> [Instructions for the task] Write out the material below word for word, from the line with "Please mark every rounded" up to and including the line with "110, 27, 141]]".

> [Data shown]
______________________________

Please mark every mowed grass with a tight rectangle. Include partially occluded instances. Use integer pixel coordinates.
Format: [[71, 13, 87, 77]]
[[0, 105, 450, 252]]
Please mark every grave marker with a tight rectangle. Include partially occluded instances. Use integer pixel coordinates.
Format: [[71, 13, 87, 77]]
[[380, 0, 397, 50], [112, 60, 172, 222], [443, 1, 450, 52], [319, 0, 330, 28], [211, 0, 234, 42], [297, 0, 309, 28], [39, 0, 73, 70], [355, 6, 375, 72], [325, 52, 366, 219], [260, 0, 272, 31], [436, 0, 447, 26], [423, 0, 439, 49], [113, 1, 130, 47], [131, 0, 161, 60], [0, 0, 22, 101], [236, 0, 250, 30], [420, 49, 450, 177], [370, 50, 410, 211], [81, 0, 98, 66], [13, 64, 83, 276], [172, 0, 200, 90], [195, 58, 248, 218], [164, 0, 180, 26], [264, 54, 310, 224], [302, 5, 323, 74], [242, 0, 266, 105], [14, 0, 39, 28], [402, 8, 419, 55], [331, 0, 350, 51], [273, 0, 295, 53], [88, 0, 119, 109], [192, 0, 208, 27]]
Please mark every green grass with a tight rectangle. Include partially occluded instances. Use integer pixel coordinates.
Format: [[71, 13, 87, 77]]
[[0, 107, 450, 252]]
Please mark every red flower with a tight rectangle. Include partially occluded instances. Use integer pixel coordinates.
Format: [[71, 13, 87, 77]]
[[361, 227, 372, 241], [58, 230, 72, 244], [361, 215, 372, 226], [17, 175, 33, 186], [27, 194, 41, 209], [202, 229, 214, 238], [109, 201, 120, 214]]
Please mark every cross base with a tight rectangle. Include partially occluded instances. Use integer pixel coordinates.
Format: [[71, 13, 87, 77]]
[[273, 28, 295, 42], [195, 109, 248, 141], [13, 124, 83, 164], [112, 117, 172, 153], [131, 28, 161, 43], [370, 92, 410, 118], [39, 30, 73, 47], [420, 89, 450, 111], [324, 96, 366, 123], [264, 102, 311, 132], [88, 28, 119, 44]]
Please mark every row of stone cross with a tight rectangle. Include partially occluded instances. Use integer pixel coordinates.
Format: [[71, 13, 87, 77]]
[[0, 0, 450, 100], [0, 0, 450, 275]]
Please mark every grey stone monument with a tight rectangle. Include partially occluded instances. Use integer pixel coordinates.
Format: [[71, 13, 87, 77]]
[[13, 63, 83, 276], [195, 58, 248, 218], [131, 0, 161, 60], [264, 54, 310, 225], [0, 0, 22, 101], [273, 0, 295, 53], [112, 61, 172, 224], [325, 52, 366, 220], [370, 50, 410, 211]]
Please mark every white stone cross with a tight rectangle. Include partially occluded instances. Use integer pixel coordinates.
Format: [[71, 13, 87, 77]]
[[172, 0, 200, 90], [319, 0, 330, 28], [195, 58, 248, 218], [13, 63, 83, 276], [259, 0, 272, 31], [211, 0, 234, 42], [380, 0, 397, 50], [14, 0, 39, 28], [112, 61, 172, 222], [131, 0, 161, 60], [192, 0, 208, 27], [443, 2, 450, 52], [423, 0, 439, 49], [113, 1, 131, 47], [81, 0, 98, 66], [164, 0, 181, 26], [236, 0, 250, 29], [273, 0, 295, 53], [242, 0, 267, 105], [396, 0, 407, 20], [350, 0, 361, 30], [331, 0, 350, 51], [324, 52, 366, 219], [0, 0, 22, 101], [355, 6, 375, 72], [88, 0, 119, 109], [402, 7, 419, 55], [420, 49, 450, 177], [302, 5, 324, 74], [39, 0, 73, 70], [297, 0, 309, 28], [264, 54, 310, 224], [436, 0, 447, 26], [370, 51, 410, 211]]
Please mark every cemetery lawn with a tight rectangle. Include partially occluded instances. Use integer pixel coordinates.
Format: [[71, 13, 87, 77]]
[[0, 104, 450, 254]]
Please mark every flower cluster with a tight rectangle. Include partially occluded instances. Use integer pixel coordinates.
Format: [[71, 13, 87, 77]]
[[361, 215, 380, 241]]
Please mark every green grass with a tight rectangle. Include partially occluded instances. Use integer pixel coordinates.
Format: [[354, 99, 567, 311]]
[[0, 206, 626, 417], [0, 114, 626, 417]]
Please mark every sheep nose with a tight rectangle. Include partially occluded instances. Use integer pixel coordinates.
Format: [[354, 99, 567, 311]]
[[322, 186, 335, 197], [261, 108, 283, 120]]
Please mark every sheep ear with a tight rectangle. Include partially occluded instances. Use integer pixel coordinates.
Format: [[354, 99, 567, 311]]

______________________________

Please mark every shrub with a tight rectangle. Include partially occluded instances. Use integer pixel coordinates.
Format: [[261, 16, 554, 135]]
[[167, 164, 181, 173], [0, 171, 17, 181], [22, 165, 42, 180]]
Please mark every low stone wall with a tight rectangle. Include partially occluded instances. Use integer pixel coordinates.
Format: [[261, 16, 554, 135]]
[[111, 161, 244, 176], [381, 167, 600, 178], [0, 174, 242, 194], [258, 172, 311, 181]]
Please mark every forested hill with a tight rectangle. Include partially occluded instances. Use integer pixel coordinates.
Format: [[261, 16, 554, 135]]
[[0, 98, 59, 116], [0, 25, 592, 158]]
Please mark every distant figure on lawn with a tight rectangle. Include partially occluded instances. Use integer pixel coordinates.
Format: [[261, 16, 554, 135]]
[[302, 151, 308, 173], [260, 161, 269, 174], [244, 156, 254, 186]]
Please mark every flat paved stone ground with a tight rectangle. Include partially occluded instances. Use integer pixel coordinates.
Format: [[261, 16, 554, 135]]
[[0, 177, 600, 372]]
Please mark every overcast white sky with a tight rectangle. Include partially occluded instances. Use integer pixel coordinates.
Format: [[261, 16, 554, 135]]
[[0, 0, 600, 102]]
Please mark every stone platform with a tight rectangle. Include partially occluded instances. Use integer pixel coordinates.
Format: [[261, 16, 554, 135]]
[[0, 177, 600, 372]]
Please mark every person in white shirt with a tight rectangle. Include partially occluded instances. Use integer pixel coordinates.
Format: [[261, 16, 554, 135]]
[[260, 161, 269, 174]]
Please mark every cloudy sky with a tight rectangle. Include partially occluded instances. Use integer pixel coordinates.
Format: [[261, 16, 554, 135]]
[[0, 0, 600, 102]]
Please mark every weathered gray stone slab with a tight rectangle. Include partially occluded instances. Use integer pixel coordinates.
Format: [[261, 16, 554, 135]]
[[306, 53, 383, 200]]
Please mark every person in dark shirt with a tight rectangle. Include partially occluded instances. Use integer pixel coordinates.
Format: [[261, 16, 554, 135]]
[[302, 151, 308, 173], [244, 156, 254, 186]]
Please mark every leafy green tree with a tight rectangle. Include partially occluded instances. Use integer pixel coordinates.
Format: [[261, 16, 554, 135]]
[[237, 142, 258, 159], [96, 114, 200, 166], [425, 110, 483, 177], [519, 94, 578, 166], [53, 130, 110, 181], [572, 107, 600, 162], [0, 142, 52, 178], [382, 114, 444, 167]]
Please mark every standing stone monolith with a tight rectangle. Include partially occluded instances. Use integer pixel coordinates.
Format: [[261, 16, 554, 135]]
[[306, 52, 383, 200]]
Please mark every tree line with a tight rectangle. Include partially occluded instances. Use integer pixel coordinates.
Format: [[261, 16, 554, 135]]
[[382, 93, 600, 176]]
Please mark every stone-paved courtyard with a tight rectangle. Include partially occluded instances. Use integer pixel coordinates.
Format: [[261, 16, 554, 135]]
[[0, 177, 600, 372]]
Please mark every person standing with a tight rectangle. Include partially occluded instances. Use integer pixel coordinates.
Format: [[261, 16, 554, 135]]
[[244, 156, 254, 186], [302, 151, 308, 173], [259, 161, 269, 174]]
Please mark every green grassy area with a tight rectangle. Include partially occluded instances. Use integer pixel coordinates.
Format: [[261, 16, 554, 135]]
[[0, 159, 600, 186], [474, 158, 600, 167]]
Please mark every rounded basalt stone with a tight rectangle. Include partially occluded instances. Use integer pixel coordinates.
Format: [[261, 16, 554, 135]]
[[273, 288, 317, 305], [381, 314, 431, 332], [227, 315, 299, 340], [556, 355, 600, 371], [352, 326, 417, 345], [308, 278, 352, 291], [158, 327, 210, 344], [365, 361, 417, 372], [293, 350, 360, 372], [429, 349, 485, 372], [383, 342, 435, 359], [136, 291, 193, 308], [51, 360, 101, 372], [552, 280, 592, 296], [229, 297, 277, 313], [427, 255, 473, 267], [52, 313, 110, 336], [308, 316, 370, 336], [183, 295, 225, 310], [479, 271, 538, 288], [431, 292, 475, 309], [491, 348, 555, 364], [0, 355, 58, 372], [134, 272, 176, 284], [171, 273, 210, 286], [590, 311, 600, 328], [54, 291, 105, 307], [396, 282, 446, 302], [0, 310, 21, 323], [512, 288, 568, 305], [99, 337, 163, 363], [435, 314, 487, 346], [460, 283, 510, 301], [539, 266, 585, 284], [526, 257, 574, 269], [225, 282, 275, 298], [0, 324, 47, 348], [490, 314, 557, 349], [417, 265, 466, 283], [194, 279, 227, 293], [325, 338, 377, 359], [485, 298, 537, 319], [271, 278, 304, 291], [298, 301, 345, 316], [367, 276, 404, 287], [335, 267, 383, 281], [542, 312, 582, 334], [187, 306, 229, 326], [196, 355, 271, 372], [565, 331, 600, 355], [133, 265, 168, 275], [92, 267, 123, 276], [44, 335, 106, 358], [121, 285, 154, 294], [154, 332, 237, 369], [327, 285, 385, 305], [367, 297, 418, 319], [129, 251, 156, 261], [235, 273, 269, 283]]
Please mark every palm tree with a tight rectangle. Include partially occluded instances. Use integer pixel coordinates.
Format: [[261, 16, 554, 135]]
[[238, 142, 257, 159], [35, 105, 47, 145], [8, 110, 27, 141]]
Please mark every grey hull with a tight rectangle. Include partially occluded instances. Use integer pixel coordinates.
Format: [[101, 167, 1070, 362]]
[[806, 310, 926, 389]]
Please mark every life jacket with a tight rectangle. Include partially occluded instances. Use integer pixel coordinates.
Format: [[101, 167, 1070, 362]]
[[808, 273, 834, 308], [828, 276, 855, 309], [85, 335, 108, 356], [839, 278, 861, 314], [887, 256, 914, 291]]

______________________________

> [Exercise answer]
Please mark every rounded basalt stone with a tight rectangle. Include partially occluded instances. Use integer pixel coordinates.
Format: [[261, 16, 554, 135]]
[[273, 288, 317, 305], [381, 314, 431, 332], [227, 315, 299, 340], [556, 355, 600, 371], [352, 326, 417, 345], [308, 278, 352, 291], [158, 327, 210, 344], [365, 361, 417, 372], [293, 350, 360, 372], [429, 349, 485, 372], [383, 342, 435, 359], [136, 291, 193, 308], [51, 360, 101, 372], [552, 280, 592, 296], [229, 297, 277, 313], [427, 255, 473, 267], [52, 313, 110, 336], [308, 316, 370, 336], [183, 295, 225, 310], [479, 271, 538, 288], [431, 292, 475, 309], [491, 348, 555, 364], [0, 355, 58, 372], [134, 272, 176, 284], [171, 273, 210, 286], [590, 311, 600, 328], [54, 291, 105, 307], [396, 282, 446, 302], [0, 310, 21, 323], [512, 288, 568, 305], [99, 337, 163, 363], [435, 314, 487, 346], [460, 283, 510, 301], [539, 266, 585, 284], [526, 257, 574, 269], [225, 282, 275, 298], [0, 324, 47, 348], [490, 314, 557, 349], [417, 265, 466, 283], [194, 279, 227, 293], [325, 338, 377, 359], [485, 298, 537, 319], [271, 278, 304, 291], [298, 301, 345, 316], [367, 276, 404, 287], [335, 267, 383, 281], [542, 312, 582, 334], [187, 306, 229, 326], [196, 355, 271, 372], [565, 331, 600, 355], [133, 265, 168, 275], [92, 267, 123, 276], [44, 335, 106, 358], [121, 285, 154, 294], [154, 332, 237, 369], [327, 285, 385, 305], [367, 297, 418, 319], [129, 251, 156, 261], [235, 273, 269, 283]]
Please mark every palm tree with a tight rectangle. Include partially occluded instances. Use integer pixel coordinates.
Format: [[261, 16, 554, 135]]
[[238, 142, 257, 159], [35, 105, 47, 145], [8, 110, 27, 141]]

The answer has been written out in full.